Do this:
Find each line in the entries below that contains the word "fire" and copy those lines.

==== Task material

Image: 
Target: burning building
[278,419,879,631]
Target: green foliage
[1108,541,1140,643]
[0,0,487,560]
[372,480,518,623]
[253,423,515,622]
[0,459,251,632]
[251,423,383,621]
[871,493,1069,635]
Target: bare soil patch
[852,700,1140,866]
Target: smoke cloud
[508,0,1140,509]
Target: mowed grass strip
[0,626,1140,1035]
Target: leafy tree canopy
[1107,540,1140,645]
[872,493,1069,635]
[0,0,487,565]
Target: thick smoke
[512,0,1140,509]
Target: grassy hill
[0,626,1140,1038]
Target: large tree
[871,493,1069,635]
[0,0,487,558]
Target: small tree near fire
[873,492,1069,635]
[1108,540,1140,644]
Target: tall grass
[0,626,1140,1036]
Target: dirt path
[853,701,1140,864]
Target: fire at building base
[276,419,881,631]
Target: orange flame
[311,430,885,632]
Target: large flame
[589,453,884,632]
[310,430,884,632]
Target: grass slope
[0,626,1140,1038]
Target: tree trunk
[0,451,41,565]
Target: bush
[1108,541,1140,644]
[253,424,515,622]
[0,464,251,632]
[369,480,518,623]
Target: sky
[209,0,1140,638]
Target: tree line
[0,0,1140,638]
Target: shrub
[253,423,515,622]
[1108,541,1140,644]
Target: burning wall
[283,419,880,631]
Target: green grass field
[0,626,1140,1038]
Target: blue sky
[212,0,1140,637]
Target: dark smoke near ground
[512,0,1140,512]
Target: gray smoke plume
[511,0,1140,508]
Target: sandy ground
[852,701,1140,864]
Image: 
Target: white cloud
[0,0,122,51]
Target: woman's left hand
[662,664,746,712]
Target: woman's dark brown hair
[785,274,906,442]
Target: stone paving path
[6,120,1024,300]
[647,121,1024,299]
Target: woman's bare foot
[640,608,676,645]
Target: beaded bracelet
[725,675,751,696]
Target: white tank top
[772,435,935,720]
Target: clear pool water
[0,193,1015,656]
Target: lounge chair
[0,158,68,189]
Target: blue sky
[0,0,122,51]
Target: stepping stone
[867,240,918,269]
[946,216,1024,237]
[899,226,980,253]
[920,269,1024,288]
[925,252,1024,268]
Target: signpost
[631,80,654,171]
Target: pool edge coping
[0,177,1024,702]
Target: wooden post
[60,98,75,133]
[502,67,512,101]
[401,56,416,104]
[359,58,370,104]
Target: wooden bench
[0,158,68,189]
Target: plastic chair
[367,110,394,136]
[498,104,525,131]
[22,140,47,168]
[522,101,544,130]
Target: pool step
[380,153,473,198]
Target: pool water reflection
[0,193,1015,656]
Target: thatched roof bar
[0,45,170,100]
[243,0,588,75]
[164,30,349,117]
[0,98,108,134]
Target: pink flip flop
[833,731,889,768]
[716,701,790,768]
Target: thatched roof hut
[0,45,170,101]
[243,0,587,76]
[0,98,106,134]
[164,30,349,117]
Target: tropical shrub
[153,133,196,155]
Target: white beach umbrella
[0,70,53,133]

========
==== Task material

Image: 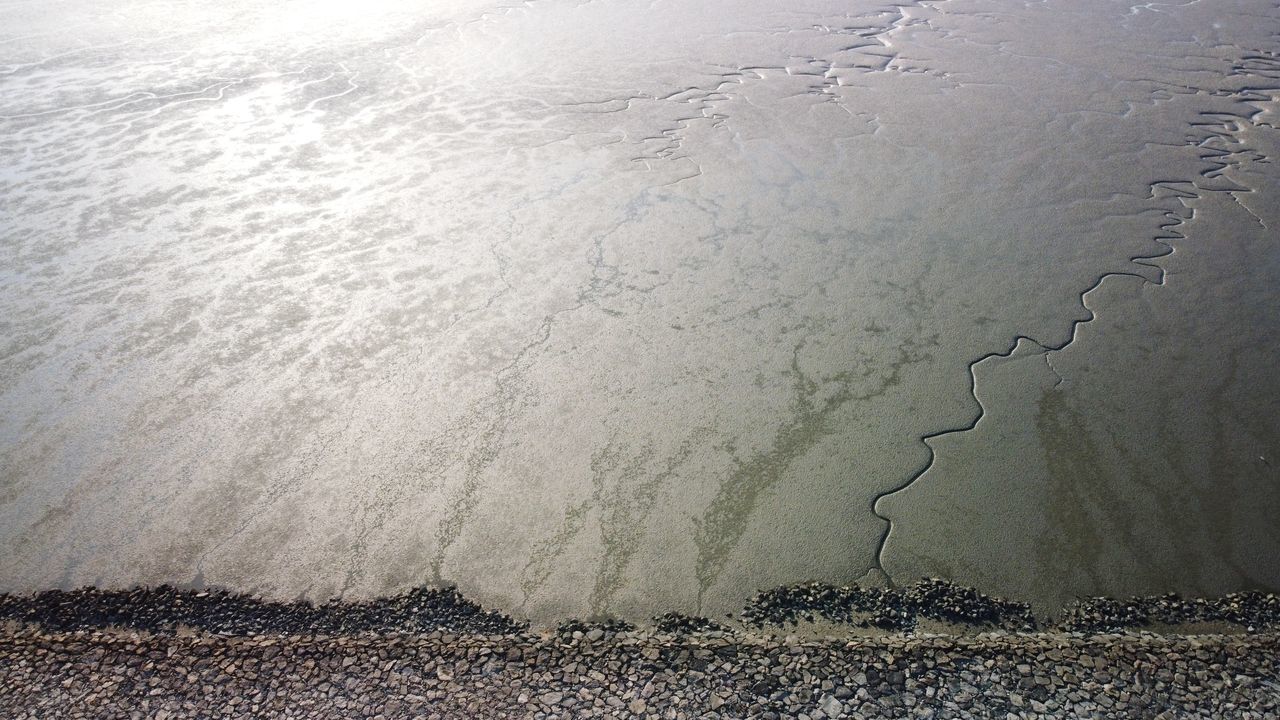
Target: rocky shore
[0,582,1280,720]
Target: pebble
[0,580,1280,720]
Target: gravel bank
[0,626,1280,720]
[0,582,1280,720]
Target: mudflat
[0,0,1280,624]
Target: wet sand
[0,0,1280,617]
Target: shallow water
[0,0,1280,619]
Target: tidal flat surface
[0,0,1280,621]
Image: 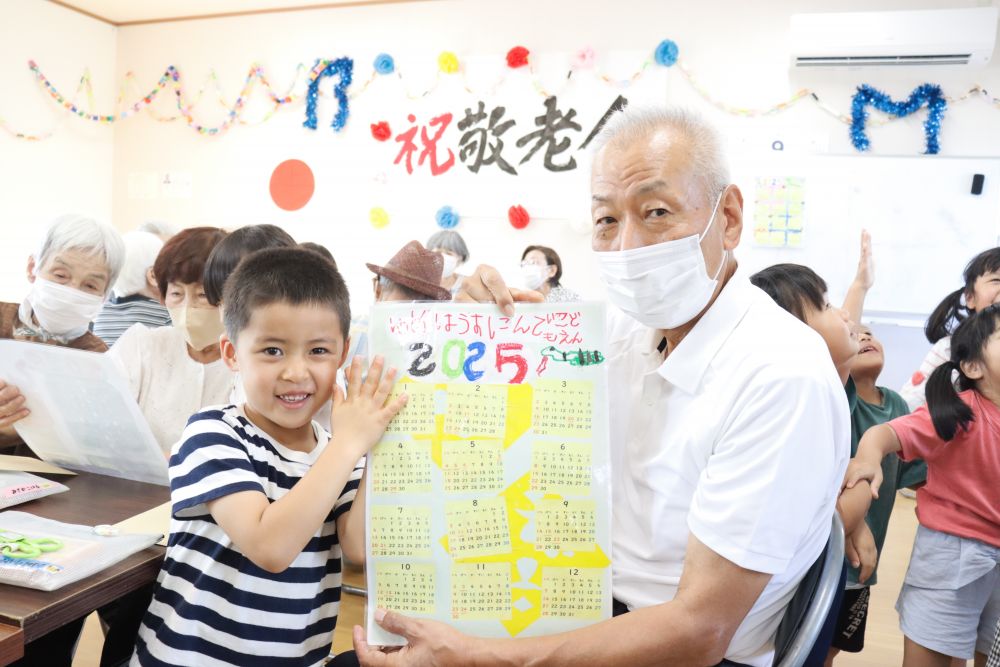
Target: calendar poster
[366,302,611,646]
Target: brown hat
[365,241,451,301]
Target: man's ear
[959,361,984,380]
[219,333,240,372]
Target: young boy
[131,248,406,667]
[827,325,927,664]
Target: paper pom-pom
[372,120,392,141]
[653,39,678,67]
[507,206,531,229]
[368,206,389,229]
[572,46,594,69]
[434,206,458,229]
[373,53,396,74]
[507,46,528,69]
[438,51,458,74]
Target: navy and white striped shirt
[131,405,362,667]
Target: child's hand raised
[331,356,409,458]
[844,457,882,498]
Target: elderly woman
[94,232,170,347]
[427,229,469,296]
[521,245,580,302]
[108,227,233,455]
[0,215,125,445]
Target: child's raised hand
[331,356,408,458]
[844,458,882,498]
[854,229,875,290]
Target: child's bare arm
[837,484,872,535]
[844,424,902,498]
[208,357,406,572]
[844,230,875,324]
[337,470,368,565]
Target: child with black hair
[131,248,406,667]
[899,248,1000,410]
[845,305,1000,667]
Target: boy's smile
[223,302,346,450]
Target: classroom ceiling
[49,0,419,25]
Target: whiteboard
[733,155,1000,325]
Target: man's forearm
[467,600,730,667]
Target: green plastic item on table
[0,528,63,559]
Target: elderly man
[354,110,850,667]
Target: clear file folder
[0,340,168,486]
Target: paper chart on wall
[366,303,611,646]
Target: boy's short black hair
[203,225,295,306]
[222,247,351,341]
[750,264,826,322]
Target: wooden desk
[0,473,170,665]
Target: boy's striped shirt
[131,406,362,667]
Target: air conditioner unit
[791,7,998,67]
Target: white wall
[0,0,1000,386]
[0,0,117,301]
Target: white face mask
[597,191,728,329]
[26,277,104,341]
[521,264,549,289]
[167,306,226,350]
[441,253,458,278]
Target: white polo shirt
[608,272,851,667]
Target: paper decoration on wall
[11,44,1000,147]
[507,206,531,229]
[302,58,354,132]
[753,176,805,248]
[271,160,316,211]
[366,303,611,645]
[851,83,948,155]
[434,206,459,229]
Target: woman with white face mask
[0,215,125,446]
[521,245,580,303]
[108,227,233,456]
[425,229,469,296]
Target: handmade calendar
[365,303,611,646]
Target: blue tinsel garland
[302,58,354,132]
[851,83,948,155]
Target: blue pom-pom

========

Exercise response:
Target: small tree near fire
Target: fire at building base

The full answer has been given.